_Testo del documento_.
◇ ◇ ◇

A parte l’esperienza politica, Pella fu anche Presidente dell’ANIA (Associazione Nazionale delle Imprese Assicuratrici), dapprima con incarico effettivo, e infine onorario. Oggi, è ricordato massimamente nella storiografia del periodo, con giudizi in maggioranza positivi, non senza ragguardevoli memorie pubbliche anche in toponomastica, fra cui quelle di Roma e di Biella.

2 Il bilancio delle vittime fu particolarmente grave, perché si contarono sei caduti e 153 feriti, senza dire di una quarantina di arresti a opera del Governo Militare Alleato. Il 5 novembre il piombo inglese uccise il quindicenne Piero Addobbati, della Giunta d’Intesa Studentesca, e il marittimo Antonio Zavadil, mentre l’indomani si aggiunsero Leonardo «Nardin» Manzi, studente sedicenne esule da Fiume, scomparso appena ricoverato in ospedale, al grido di «Viva l’Italia»; il ventiquattrenne universitario Francesco Paglia, colpito al petto durante uno scontro ravvicinato con la polizia di John Winterton; il cinquantenne Antonio Bassa, attivista del Movimento Sociale Italiano; e un vecchio esponente della lotta partigiana come Saverio Montano (una settima vittima, Stelio Orciuolo, scomparve dopo un anno di sofferenze a seguito delle ferite riportate negli scontri). Il riferimento a questi caduti quale ultima espressione di quelli risorgimentali appartiene al Presidente della Federazione Grigioverde di Trieste, Generale Riccardo Basile, Cronologia essenziale della storia d’Italia e delle terre giulie al confine orientale, Edizioni Italo Svevo, Trieste 2010, pagina 89. L’eco dei fatti di Trieste fu vastissima in tutto il territorio nazionale, seguita da iniziative a carattere non solo celebrativo: a esempio, a Firenze ebbe vita un’Associazione studentesca intitolata a Piero Addobbati, presieduta da Uberto Bartolini Salimbeni, che avrebbe operato per qualche anno con un programma d’informazione oggettiva a tutto campo improntata a un beninteso patriottismo. Maggiori notizie storiche a carattere locale sono disponibili in: Pietro Comelli e Andrea Vezzà, Trieste a Destra, con prefazione di Giuseppe Parlato, Trieste Stampa 2015, 440 pagine. Sugli aspetti e problemi generali, in specie di carattere internazionale, è sempre di fondamentale importanza l’opera di Massimo de Leonardis, La «diplomazia atlantica» e la soluzione del problema di Trieste (1952-1954), Edizioni Scientifiche Italiane, Napoli 1992, 540 pagine. La cospicua bibliografia prevalente è concorde, per quanto riguarda il ruolo del Presidente Pella, nel riconoscergli, se non altro, una capacità specifica di richiamare l’attenzione generale sulle questioni di Trieste e del confine orientale, che si può definire ragionevolmente maieutica, anche per gli effetti a medio e lungo termine, compresi quelli tuttora permanenti nella linea del confine orientale.

◇ ◇ ◇

_Cosa fare_.
1. Trascriva fedelmente il brano del testo su Pella e i fatti di Trieste che si apre con le parole contenenti "A parte l’esperienza" e si chiude con "e di Biella.".
2. Risponda alle seguenti domande sul testo su Pella e i fatti di Trieste:
(a) Di quale associazione Pella fu Presidente?
(b) Quanti feriti si contarono negli scontri?
(c) Chi presiedeva l'Associazione studentesca fiorentina intitolata a Piero Addobbati?
3. Riassuma in due frasi il testo su Pella e i fatti di Trieste.
I record non hanno alcun ruolo in questo.

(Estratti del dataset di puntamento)
◇ ◇ ◇

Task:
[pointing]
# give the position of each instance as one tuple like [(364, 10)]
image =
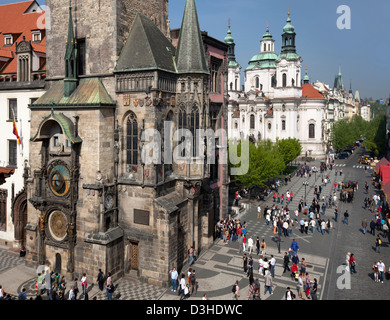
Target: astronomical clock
[(56, 191)]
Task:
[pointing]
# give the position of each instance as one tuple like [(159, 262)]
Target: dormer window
[(36, 36), (8, 40)]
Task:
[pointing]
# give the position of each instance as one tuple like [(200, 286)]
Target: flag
[(15, 130)]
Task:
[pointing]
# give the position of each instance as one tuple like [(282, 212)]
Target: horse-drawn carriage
[(347, 191)]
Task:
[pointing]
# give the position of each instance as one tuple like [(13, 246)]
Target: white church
[(275, 102)]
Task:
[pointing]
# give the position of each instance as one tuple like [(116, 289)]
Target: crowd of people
[(54, 286)]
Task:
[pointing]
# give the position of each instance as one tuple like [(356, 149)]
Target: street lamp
[(305, 183)]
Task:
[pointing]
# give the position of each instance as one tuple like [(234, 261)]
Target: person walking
[(84, 284), (268, 283), (263, 247), (378, 244), (286, 261), (375, 270), (100, 279), (381, 270), (174, 276), (250, 245), (109, 289), (313, 290), (244, 263), (75, 288), (346, 215), (272, 264), (372, 227), (352, 264), (364, 225)]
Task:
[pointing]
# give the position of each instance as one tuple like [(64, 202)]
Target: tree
[(265, 162), (289, 148)]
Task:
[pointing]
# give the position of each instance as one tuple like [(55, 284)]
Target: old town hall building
[(94, 202)]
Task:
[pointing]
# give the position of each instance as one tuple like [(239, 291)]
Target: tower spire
[(190, 51), (70, 81)]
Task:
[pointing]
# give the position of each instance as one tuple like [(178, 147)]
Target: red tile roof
[(308, 91), (16, 20)]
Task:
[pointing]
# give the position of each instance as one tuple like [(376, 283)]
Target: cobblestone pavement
[(220, 266)]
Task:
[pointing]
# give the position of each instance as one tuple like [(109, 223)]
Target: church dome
[(288, 28), (229, 39)]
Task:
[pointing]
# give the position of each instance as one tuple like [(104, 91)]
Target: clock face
[(109, 201), (59, 178), (58, 225)]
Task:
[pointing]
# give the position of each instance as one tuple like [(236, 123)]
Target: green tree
[(289, 148), (265, 161)]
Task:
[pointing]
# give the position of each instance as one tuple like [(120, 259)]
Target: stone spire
[(70, 81), (190, 51)]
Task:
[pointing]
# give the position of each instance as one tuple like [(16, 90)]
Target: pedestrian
[(250, 245), (375, 270), (381, 270), (378, 244), (174, 276), (300, 286), (193, 283), (22, 295), (109, 289), (346, 215), (84, 283), (372, 227), (352, 264), (71, 293), (62, 287), (313, 289), (100, 279), (263, 247), (182, 285), (191, 253), (244, 242), (257, 245), (236, 290), (307, 285), (244, 262), (294, 247), (250, 267), (268, 283), (303, 266), (286, 261), (75, 288), (272, 264), (289, 295), (48, 283)]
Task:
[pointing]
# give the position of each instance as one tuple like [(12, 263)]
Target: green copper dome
[(288, 28), (229, 39), (267, 35)]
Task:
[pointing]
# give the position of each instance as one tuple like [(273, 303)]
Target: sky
[(361, 51)]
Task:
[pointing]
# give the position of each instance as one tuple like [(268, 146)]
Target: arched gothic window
[(252, 121), (284, 80), (132, 142), (312, 133), (194, 126)]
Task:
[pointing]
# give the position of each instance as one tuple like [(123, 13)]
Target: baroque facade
[(95, 202), (275, 103)]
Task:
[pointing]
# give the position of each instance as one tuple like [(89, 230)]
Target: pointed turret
[(70, 81), (190, 51)]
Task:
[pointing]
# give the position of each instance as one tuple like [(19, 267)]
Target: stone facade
[(122, 214)]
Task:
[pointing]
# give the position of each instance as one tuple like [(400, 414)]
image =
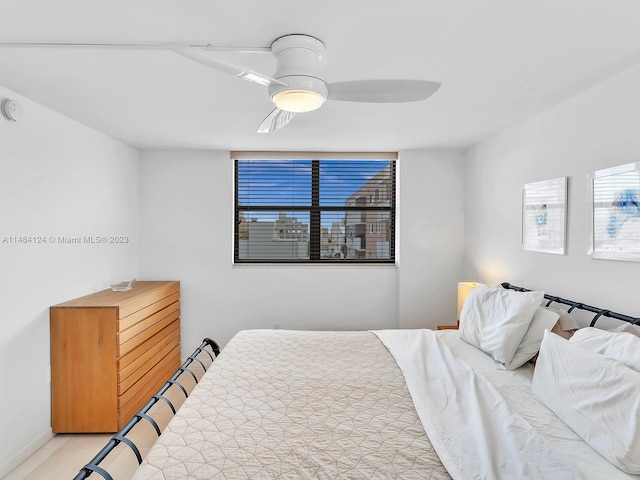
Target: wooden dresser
[(110, 352)]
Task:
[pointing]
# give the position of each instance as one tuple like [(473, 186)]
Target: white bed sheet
[(483, 422)]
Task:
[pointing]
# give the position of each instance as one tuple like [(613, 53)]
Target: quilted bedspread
[(296, 405)]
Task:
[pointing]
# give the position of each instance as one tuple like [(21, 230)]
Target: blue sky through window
[(288, 182)]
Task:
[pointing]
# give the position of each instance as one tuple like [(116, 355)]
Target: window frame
[(315, 210)]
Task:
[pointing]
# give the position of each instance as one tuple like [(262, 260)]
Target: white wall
[(186, 201), (595, 129), (58, 178), (431, 204)]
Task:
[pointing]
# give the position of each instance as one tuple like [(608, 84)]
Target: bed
[(413, 404)]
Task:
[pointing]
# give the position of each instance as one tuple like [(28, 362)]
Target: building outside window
[(315, 208)]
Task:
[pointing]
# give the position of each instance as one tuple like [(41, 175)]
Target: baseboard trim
[(32, 447)]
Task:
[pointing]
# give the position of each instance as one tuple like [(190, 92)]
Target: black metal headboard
[(599, 312)]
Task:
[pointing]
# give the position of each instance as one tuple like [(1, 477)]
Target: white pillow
[(543, 319), (495, 319), (597, 397), (624, 347), (627, 327)]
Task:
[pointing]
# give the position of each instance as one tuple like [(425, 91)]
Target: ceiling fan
[(297, 85)]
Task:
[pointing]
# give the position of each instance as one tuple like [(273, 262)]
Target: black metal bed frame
[(120, 437), (599, 312)]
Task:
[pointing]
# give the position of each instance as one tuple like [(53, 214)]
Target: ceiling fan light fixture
[(298, 101), (301, 94)]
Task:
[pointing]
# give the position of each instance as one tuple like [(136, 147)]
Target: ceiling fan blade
[(275, 121), (382, 91), (210, 60)]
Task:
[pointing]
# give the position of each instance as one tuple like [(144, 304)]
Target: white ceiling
[(499, 61)]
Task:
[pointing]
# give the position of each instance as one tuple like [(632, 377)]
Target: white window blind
[(616, 212), (314, 209)]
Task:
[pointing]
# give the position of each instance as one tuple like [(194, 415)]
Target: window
[(314, 208)]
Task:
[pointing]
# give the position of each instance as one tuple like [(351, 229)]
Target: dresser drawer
[(129, 321), (136, 396), (150, 297), (139, 333), (136, 369), (148, 349)]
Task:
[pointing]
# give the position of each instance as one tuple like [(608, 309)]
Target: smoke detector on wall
[(11, 110)]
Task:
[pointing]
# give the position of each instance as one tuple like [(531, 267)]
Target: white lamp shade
[(464, 289)]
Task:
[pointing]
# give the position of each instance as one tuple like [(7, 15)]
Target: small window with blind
[(616, 213), (314, 208)]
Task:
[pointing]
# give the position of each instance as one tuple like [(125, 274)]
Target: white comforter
[(484, 423)]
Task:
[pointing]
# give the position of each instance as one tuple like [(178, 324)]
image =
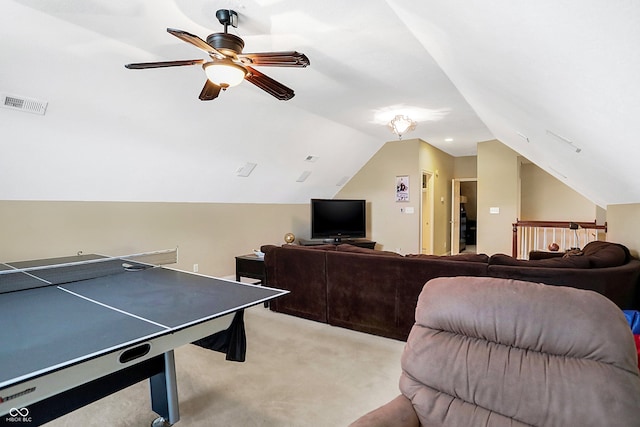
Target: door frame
[(429, 201), (455, 212)]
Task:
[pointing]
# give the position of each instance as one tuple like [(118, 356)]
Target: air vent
[(246, 170), (342, 181), (565, 140), (21, 103), (303, 176)]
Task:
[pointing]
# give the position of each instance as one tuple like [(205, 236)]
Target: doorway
[(464, 215), (426, 214)]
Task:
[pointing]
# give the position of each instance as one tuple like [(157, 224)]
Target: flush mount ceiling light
[(224, 73), (401, 125)]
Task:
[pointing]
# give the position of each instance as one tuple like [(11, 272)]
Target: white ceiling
[(533, 74)]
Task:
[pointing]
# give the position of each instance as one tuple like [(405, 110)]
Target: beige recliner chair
[(498, 352)]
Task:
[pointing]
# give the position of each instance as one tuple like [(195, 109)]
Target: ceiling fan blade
[(209, 91), (194, 40), (143, 65), (275, 59), (269, 85)]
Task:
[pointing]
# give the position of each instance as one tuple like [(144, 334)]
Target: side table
[(251, 266)]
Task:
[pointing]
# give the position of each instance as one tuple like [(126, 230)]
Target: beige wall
[(210, 235), (622, 222), (498, 187), (465, 167), (545, 198), (393, 229)]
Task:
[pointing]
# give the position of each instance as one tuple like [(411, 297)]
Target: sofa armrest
[(397, 413)]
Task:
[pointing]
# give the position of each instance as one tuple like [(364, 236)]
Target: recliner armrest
[(397, 413)]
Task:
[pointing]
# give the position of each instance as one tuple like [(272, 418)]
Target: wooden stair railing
[(538, 235)]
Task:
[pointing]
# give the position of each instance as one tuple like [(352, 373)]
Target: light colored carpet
[(297, 373)]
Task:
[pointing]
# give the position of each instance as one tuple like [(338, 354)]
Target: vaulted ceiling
[(557, 81)]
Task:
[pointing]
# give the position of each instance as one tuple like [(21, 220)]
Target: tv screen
[(337, 218)]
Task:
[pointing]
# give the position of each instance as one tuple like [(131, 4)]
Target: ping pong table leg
[(164, 393)]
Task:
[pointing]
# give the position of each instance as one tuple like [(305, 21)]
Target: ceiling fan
[(228, 65)]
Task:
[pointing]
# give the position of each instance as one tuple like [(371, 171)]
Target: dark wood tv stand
[(363, 243)]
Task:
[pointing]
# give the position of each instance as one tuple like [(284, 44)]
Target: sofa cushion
[(606, 254), (491, 352), (356, 249), (568, 262), (484, 258)]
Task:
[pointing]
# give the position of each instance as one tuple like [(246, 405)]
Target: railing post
[(514, 240)]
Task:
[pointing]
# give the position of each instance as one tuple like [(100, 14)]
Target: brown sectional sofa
[(376, 291)]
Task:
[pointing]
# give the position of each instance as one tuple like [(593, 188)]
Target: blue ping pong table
[(76, 329)]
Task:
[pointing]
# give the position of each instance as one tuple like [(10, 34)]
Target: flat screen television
[(335, 219)]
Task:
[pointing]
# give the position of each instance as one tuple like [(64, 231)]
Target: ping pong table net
[(17, 276)]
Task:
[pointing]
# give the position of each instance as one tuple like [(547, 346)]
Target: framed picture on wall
[(402, 188)]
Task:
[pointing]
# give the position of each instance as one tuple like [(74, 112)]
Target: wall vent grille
[(21, 103)]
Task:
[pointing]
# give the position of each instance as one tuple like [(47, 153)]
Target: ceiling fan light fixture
[(224, 73), (401, 124)]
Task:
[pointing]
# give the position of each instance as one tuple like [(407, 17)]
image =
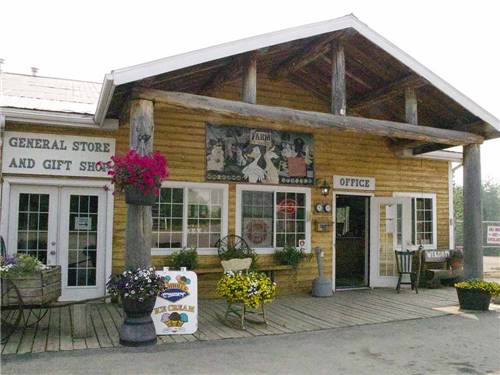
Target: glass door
[(82, 238), (390, 223)]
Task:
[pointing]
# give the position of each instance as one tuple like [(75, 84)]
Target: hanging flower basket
[(134, 195), (138, 176)]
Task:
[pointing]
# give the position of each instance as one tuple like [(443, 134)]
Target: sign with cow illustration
[(260, 156)]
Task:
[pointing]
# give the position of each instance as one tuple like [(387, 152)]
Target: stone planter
[(473, 299), (138, 328), (134, 195)]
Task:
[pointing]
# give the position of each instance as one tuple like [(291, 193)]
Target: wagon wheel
[(33, 315), (231, 243), (11, 308)]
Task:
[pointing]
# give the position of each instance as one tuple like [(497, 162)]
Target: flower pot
[(457, 264), (134, 195), (138, 328), (473, 299)]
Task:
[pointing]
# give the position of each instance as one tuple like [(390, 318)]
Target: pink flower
[(144, 172)]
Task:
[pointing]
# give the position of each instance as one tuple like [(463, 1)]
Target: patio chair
[(238, 308), (405, 266)]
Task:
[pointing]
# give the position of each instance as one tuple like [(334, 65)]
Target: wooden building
[(251, 130)]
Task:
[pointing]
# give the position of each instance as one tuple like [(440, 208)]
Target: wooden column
[(472, 230), (249, 89), (338, 98), (139, 218), (411, 106)]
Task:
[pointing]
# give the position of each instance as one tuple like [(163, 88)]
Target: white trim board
[(168, 64)]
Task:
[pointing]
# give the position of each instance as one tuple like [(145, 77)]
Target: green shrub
[(184, 258), (290, 256), (490, 287)]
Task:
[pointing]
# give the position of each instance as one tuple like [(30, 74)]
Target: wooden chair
[(238, 308), (405, 265)]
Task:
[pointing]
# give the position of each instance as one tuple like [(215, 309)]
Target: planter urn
[(134, 195), (473, 299), (138, 328)]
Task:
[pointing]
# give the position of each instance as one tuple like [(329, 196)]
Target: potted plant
[(184, 258), (139, 176), (137, 290), (290, 256), (252, 289), (456, 259), (36, 283), (476, 294)]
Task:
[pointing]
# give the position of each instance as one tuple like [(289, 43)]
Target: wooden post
[(411, 106), (249, 89), (338, 98), (472, 225), (139, 218)]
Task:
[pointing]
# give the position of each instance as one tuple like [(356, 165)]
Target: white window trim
[(280, 189), (432, 196), (196, 185)]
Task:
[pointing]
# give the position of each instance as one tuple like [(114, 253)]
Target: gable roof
[(139, 72), (48, 94)]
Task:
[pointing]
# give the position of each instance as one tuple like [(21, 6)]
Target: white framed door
[(390, 229), (64, 226), (33, 222), (82, 242)]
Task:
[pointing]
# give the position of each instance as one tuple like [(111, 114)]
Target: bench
[(436, 267), (269, 269)]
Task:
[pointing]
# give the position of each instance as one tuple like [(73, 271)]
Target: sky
[(84, 39)]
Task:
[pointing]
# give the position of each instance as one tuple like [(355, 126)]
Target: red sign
[(287, 206), (493, 236)]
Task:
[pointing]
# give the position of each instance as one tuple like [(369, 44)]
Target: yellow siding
[(180, 135)]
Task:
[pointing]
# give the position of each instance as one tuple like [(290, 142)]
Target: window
[(268, 218), (189, 215), (423, 220), (32, 225)]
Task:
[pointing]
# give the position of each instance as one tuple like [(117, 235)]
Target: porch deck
[(288, 314)]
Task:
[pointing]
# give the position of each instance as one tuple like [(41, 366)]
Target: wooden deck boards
[(289, 314)]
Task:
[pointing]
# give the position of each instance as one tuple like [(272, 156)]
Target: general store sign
[(493, 235), (52, 154), (354, 182), (176, 308)]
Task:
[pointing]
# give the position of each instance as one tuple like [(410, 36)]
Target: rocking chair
[(238, 308), (405, 266)]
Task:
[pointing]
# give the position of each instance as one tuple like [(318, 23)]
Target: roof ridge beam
[(281, 115), (306, 55)]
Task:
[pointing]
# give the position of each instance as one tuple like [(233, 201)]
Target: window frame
[(185, 186), (274, 189), (432, 196)]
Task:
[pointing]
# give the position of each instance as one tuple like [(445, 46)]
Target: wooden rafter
[(387, 92), (227, 73), (306, 55), (280, 115)]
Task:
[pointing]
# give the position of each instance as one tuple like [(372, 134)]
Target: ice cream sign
[(176, 308)]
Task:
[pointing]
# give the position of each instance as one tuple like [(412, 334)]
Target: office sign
[(56, 155), (176, 308), (493, 235), (354, 182)]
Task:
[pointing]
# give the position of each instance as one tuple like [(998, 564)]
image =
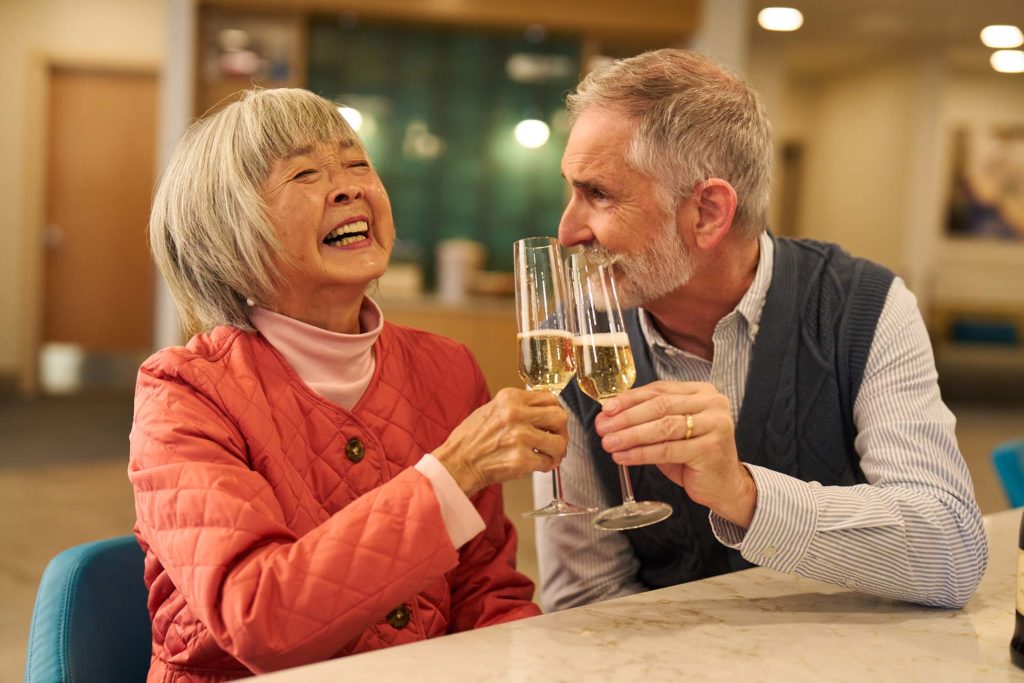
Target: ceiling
[(841, 34)]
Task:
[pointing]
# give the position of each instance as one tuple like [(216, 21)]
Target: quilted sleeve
[(486, 588), (269, 598)]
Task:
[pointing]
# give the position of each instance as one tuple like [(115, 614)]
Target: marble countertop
[(757, 625)]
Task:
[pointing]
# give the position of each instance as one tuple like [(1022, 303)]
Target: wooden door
[(97, 272)]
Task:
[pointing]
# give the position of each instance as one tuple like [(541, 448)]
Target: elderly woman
[(310, 481)]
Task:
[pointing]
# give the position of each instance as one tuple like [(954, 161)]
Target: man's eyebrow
[(586, 185), (301, 152)]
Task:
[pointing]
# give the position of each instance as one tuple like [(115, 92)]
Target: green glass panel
[(439, 109)]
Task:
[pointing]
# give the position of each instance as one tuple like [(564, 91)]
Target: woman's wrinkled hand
[(516, 433)]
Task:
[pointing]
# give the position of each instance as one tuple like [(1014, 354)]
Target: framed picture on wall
[(986, 199)]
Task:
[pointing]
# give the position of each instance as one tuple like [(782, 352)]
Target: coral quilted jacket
[(270, 543)]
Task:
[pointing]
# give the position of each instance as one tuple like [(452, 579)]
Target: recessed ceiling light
[(531, 133), (780, 18), (1001, 36), (1008, 61)]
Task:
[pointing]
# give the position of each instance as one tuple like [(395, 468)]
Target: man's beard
[(663, 266)]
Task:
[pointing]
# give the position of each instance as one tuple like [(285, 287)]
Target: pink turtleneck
[(339, 367)]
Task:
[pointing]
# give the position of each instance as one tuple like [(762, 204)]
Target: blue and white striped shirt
[(912, 532)]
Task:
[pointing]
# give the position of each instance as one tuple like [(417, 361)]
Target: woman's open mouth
[(349, 233)]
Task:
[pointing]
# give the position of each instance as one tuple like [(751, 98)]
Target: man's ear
[(715, 201)]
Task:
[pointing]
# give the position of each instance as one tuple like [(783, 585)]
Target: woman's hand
[(686, 429), (516, 433)]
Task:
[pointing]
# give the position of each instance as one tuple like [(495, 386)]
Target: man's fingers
[(667, 429)]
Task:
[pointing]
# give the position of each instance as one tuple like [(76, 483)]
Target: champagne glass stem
[(556, 484), (626, 484)]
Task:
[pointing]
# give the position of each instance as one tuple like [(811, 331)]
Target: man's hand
[(649, 425)]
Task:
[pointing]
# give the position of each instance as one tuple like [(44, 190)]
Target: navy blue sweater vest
[(815, 332)]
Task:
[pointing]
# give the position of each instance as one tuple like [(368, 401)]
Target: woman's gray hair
[(694, 121), (209, 228)]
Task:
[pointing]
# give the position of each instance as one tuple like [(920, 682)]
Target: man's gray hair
[(694, 121), (209, 228)]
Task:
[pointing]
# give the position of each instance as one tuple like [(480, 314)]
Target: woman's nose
[(345, 190)]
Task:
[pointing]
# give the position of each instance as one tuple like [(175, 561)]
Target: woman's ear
[(716, 204)]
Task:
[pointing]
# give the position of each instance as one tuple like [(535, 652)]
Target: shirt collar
[(750, 305)]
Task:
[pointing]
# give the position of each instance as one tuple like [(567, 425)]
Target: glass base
[(633, 515), (559, 508)]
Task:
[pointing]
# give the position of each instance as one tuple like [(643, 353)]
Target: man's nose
[(572, 228)]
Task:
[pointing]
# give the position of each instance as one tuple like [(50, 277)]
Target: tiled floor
[(50, 500)]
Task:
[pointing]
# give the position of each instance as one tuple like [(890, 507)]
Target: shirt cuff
[(783, 524), (460, 515)]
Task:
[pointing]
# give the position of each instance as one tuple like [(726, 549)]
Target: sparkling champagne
[(604, 365), (546, 360)]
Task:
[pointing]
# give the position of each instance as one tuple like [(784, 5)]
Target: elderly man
[(786, 402)]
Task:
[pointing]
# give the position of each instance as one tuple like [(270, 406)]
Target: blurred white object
[(60, 368), (1001, 36), (458, 263), (780, 18), (531, 133)]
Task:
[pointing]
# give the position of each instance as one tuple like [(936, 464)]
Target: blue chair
[(90, 622), (1008, 459)]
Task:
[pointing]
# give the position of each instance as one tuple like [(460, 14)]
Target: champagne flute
[(545, 325), (604, 369)]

◇ ◇ ◇

_Soluzioni_.
1.
A parte l’esperienza politica, Pella fu anche Presidente dell’ANIA (Associazione Nazionale delle Imprese Assicuratrici), dapprima con incarico effettivo, e infine onorario. Oggi, è ricordato massimamente nella storiografia del periodo, con giudizi in maggioranza positivi, non senza ragguardevoli memorie pubbliche anche in toponomastica, fra cui quelle di Roma e di Biella.

2.
(a) Dell'ANIA (Associazione Nazionale delle Imprese Assicuratrici).
(b) 153.
(c) Uberto Bartolini Salimbeni.

3. Oltre all'esperienza politica, Pella fu Presidente dell'ANIA ed è oggi ricordato dalla storiografia con giudizi in maggioranza positivi, anche nella toponomastica di Roma e di Biella. I fatti di Trieste, con sei caduti, 153 feriti e una quarantina di arresti, ebbero un'eco vastissima in tutto il territorio nazionale, e la bibliografia prevalente riconosce a Pella la capacità di richiamare l'attenzione generale sulle questioni di Trieste e del confine orientale.